## begin Listing

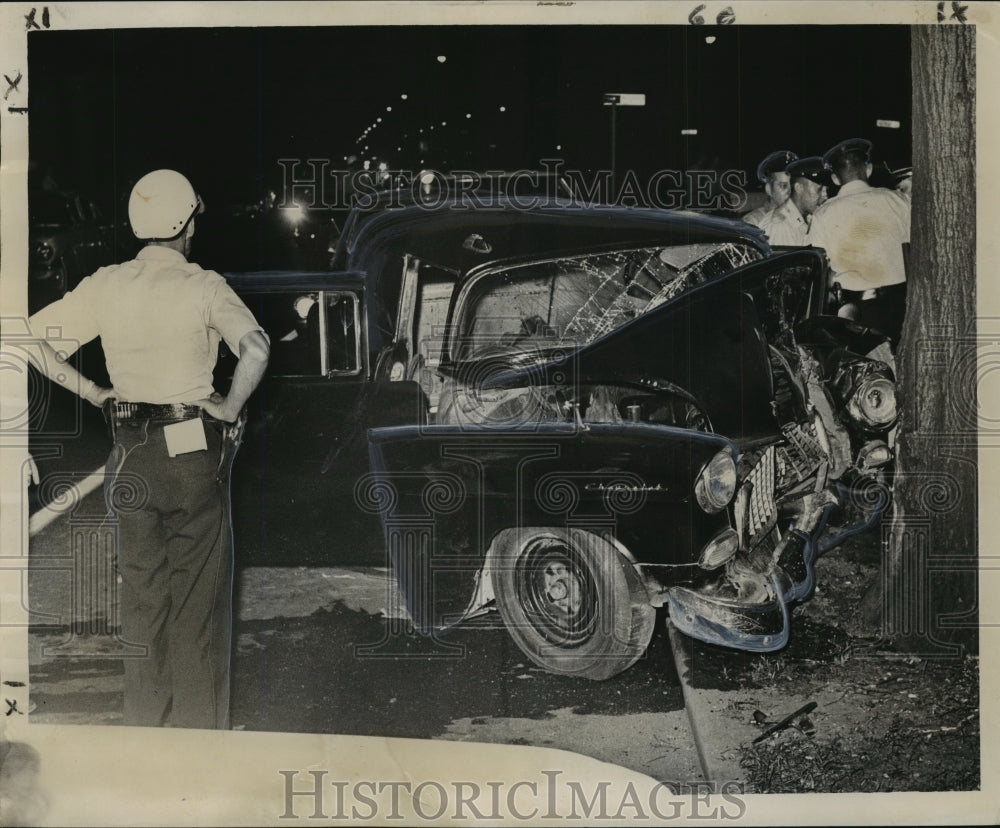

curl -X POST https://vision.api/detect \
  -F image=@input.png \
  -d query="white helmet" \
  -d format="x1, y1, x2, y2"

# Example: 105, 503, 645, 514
128, 170, 204, 240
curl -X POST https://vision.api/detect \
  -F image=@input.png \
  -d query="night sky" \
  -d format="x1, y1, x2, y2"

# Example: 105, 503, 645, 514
29, 26, 910, 210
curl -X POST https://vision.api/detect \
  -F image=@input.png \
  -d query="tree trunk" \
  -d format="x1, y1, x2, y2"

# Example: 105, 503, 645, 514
868, 24, 978, 658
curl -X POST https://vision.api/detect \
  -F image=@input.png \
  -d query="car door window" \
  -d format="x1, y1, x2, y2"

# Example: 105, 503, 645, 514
217, 290, 361, 378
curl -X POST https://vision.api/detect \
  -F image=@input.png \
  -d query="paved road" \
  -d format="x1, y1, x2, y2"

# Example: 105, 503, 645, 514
29, 490, 702, 782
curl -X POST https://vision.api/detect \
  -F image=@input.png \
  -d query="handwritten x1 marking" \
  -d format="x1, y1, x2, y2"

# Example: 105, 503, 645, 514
3, 72, 22, 100
938, 0, 969, 23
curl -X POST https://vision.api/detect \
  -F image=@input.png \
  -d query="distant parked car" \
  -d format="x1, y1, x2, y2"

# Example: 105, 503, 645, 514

## end Listing

__Given instruction__:
Copy every row above word for word, leaving out the pictures.

__Exercise answer__:
curl -X POST https://vision.api/detect \
  -F image=@input.png \
  -d query="white helmet" \
  -d format="x1, y1, x2, y2"

# Example: 105, 503, 645, 514
128, 170, 204, 240
curl -X POST https://vision.api/detect \
  -F image=@input.png \
  -d query="night sky" \
  -d format="x1, y1, x2, y2"

# Example: 105, 503, 645, 514
29, 26, 910, 210
curl -X POST https://vision.api/detect \
  -F image=@input.png \
  -d query="tree trunk" \
  -d format="x1, y1, x2, y2"

# Example: 105, 503, 645, 514
868, 24, 978, 658
curl -X POST https://vision.api/detect \
  -F image=@input.png \
  -d query="car door window" \
  -d format="x1, y1, x2, y2"

# Example: 105, 503, 645, 514
217, 290, 361, 378
curl -X POST https://vision.api/detect \
  -F image=@input.png \
  -d query="paved road" \
  -d format="x1, y1, x2, y2"

# Example: 105, 503, 645, 514
29, 490, 702, 782
curl -X POST https://vision.api/detect \
  -F image=@input.png \
  -d query="handwritten x1 marking" \
  -d format="x1, y1, x2, y2"

# Example: 105, 503, 645, 514
3, 72, 22, 100
938, 0, 969, 23
curl -X POST https://vision.api/detect \
  -F image=@input.png \
  -d query="distant parked car" \
  -d format="x1, y1, x2, y2"

# Example: 105, 503, 645, 514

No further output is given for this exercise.